- What needs to be done
What lines of the data below hold the string "sample"? Copy each one.

Source records:
==================================================
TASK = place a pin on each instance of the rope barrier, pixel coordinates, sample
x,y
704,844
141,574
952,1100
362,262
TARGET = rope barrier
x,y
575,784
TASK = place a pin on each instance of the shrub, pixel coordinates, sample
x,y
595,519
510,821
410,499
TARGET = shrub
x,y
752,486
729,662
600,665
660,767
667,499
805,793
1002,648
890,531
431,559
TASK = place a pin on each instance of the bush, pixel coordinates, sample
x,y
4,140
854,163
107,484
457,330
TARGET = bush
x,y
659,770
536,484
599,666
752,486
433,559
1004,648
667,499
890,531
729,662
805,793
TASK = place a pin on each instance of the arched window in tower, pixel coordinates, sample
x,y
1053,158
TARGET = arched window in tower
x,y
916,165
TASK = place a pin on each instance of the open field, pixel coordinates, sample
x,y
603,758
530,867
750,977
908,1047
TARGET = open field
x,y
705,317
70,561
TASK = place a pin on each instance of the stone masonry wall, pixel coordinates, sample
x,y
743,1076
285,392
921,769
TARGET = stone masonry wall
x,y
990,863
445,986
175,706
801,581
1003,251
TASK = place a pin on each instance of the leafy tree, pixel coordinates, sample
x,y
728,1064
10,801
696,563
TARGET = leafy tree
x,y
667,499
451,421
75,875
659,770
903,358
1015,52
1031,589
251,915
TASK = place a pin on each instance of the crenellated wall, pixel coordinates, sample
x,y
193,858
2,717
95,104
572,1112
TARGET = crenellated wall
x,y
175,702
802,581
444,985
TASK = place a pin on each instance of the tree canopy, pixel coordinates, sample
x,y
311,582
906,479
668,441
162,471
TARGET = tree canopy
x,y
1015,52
==================================================
- Reply
TASK = place a pin on each instance of the rope barrier, pixel coordinates, sample
TASK = place a pin on each instance of the shrub, pixel coordinates, sample
TASK = place a pin on each instance of the bush, pixel coordinates, sample
TASK = place a pin on each instance of the arched window in tower, pixel coordinates, sample
TASK = place a pin on each instance of the open field, pixel coordinates, sample
TASK = place a pin on each instance of the stone masonry wall, pixel coordinates, sample
TASK = place a pin on each instance of the leafy tree, pixel coordinates, sample
TASK = place a pin on each instance of the crenellated wall, pixel coordinates, sample
TASK = place a pin on each instance of the tree canopy, pixel coordinates, sample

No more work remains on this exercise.